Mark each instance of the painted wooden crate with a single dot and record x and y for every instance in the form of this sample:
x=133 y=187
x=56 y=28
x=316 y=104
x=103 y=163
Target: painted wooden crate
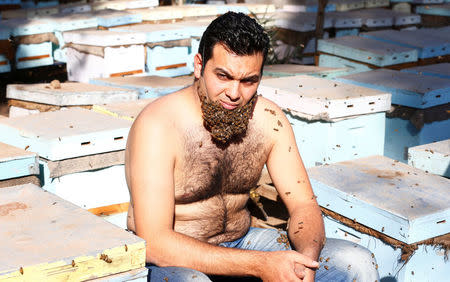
x=427 y=93
x=147 y=86
x=347 y=5
x=427 y=47
x=433 y=157
x=110 y=18
x=100 y=53
x=38 y=53
x=281 y=70
x=367 y=51
x=407 y=89
x=382 y=199
x=125 y=110
x=82 y=155
x=167 y=48
x=124 y=5
x=441 y=70
x=66 y=22
x=17 y=166
x=49 y=239
x=45 y=97
x=331 y=121
x=300 y=22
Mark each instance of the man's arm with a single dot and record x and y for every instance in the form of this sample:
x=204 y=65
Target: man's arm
x=150 y=162
x=306 y=228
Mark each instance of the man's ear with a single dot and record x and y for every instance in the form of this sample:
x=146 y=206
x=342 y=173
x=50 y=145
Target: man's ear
x=198 y=65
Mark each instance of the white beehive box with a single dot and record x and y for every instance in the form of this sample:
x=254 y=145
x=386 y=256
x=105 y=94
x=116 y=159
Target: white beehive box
x=331 y=121
x=49 y=239
x=100 y=53
x=392 y=199
x=433 y=157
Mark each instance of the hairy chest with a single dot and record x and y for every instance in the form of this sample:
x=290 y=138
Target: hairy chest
x=205 y=170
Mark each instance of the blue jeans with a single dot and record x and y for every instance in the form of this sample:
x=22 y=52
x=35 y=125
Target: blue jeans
x=341 y=260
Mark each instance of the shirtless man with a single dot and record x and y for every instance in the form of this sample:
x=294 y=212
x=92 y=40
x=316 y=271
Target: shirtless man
x=192 y=158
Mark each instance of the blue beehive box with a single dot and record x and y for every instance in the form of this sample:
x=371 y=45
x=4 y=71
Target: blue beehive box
x=441 y=70
x=332 y=121
x=81 y=154
x=36 y=54
x=427 y=47
x=16 y=165
x=365 y=51
x=387 y=206
x=167 y=48
x=432 y=158
x=147 y=86
x=413 y=91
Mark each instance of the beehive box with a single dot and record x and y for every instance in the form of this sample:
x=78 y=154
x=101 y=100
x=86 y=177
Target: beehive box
x=427 y=47
x=34 y=48
x=125 y=110
x=167 y=48
x=332 y=121
x=82 y=155
x=425 y=98
x=100 y=53
x=387 y=207
x=17 y=166
x=49 y=239
x=66 y=22
x=45 y=97
x=432 y=158
x=147 y=86
x=281 y=70
x=110 y=18
x=441 y=70
x=366 y=51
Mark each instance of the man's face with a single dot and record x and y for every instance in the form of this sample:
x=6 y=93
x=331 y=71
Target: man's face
x=227 y=91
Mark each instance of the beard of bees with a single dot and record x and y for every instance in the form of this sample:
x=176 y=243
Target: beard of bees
x=225 y=125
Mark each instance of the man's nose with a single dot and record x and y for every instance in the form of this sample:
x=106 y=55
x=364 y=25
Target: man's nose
x=233 y=91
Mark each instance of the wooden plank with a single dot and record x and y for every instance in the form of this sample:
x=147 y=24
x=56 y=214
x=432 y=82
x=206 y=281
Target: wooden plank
x=441 y=70
x=433 y=157
x=69 y=94
x=428 y=47
x=58 y=241
x=85 y=163
x=66 y=134
x=321 y=97
x=147 y=86
x=402 y=202
x=367 y=50
x=16 y=162
x=407 y=89
x=127 y=110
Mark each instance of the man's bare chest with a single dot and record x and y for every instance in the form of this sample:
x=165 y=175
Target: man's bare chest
x=205 y=170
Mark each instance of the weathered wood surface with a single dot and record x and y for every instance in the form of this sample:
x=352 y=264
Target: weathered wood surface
x=85 y=163
x=66 y=134
x=16 y=162
x=127 y=110
x=407 y=89
x=400 y=201
x=69 y=94
x=316 y=96
x=104 y=38
x=49 y=239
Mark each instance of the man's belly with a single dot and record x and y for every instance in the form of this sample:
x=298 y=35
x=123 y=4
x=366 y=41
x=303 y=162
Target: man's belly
x=222 y=218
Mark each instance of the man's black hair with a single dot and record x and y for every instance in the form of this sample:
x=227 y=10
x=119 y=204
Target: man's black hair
x=239 y=33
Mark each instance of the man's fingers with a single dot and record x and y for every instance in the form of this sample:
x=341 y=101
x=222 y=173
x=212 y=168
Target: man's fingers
x=299 y=271
x=306 y=261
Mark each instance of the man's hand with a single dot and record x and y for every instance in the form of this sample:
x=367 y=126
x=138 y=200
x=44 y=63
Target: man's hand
x=288 y=266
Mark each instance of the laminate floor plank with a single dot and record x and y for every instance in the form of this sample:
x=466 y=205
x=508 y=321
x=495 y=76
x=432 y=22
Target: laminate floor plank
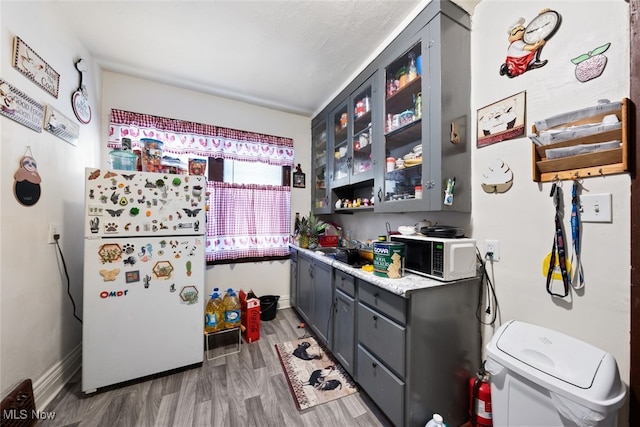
x=243 y=389
x=167 y=410
x=202 y=414
x=151 y=403
x=187 y=398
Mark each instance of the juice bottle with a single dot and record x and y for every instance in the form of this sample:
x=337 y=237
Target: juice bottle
x=213 y=321
x=231 y=305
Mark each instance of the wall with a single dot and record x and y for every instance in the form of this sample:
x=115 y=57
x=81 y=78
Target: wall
x=40 y=339
x=142 y=96
x=522 y=218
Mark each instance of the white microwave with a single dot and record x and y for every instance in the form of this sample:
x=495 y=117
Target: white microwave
x=439 y=258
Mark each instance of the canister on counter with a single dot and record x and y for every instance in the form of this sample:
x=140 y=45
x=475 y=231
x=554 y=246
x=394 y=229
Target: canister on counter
x=388 y=259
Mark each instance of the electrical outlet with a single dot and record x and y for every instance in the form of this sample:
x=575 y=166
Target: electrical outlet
x=53 y=229
x=492 y=246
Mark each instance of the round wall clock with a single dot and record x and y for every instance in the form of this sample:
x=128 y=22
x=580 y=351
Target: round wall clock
x=542 y=27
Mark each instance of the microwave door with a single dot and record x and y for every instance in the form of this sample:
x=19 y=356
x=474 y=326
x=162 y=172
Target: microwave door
x=418 y=256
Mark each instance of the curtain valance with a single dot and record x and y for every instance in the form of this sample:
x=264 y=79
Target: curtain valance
x=183 y=137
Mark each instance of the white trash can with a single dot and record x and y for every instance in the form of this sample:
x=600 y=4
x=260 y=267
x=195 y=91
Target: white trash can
x=544 y=378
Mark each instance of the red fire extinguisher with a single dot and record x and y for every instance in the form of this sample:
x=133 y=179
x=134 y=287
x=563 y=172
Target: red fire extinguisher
x=480 y=399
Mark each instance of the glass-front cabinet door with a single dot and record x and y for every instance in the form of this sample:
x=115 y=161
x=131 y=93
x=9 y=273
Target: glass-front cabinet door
x=403 y=169
x=362 y=134
x=352 y=138
x=340 y=123
x=320 y=189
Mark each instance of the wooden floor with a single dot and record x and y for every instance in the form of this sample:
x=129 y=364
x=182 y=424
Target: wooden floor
x=244 y=389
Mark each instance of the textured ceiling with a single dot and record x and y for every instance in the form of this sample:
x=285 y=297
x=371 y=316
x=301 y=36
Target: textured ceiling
x=288 y=55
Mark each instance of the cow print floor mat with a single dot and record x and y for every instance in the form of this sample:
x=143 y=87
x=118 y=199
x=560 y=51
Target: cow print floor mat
x=313 y=375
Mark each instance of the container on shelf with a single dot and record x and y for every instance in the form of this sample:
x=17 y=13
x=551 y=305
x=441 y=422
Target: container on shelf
x=123 y=160
x=152 y=155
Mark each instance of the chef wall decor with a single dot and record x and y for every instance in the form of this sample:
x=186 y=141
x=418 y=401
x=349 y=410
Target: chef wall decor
x=34 y=67
x=526 y=43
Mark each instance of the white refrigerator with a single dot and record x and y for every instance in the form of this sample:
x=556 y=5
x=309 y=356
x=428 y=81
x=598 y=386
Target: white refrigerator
x=143 y=275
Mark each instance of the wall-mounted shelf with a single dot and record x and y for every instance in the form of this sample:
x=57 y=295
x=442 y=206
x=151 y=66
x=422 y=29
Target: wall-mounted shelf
x=598 y=163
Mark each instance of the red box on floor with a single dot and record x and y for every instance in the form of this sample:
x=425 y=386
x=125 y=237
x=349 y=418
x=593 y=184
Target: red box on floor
x=250 y=317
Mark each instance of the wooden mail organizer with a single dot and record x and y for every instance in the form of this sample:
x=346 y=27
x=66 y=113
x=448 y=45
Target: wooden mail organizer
x=592 y=164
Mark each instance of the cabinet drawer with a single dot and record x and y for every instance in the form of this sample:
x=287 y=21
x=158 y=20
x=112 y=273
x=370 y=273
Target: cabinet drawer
x=384 y=337
x=345 y=282
x=384 y=388
x=391 y=305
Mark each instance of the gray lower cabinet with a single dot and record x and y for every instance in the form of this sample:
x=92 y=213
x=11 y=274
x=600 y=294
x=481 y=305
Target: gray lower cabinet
x=343 y=343
x=412 y=355
x=315 y=295
x=416 y=354
x=304 y=299
x=293 y=284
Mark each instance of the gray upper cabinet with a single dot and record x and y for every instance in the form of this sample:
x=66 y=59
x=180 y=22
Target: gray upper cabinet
x=320 y=189
x=426 y=105
x=351 y=138
x=418 y=139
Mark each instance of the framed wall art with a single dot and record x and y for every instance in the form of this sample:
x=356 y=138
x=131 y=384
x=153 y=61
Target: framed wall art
x=501 y=120
x=34 y=67
x=298 y=177
x=61 y=126
x=18 y=106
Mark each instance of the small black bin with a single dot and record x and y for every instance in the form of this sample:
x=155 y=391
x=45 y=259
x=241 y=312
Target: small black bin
x=268 y=307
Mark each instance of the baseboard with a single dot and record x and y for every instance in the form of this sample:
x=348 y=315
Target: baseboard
x=284 y=302
x=47 y=387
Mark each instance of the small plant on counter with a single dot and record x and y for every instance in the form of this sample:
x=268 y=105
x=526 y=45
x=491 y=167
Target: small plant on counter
x=308 y=231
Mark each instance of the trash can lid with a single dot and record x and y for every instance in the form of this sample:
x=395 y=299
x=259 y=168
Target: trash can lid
x=557 y=362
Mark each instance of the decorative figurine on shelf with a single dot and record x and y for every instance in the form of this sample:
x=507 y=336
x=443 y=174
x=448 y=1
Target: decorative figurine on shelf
x=525 y=43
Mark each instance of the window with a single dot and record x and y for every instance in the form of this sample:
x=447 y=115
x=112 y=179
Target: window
x=248 y=211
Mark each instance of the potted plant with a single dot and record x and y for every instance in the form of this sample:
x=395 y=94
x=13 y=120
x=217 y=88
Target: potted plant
x=308 y=231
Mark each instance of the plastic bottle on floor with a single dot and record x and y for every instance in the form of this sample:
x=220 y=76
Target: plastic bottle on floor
x=436 y=421
x=213 y=321
x=231 y=304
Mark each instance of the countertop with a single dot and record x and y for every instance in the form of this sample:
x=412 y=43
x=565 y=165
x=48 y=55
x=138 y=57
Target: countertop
x=402 y=286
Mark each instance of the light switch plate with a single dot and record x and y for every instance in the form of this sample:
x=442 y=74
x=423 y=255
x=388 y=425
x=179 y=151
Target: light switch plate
x=595 y=207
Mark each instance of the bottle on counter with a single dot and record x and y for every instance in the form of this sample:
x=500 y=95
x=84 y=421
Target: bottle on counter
x=213 y=321
x=231 y=304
++++++++
▶ _AIM_:
Begin with the line that contains "Mark each instance of the potted" and set down each line exactly until the records above end, including the final line.

▶ _THE REPLY_:
Mark each instance of the potted plant with a single dot and record x and y for every instance in the form of this sample:
x=395 y=94
x=13 y=120
x=217 y=88
Target: potted plant
x=308 y=231
Mark each instance of the plastic bottle on floor with a single dot and record x and y for every instance in the form of this sample:
x=220 y=76
Target: plastic bottle on floor
x=436 y=421
x=213 y=321
x=231 y=304
Mark each instance of the countertop with a single dot and record x and y for every instance in the form of this sample:
x=412 y=43
x=565 y=165
x=48 y=55
x=138 y=57
Target: countertop
x=402 y=286
Mark each instance of the light switch plate with a single dot and record x and y for every instance in the form of this sample:
x=442 y=74
x=423 y=255
x=388 y=425
x=179 y=151
Target: light switch plate
x=595 y=207
Mark each instance of the bottle on counter with a single dot and record x and y for every instance in the form of this sample:
x=500 y=95
x=84 y=421
Target: bottle on counter
x=213 y=321
x=231 y=304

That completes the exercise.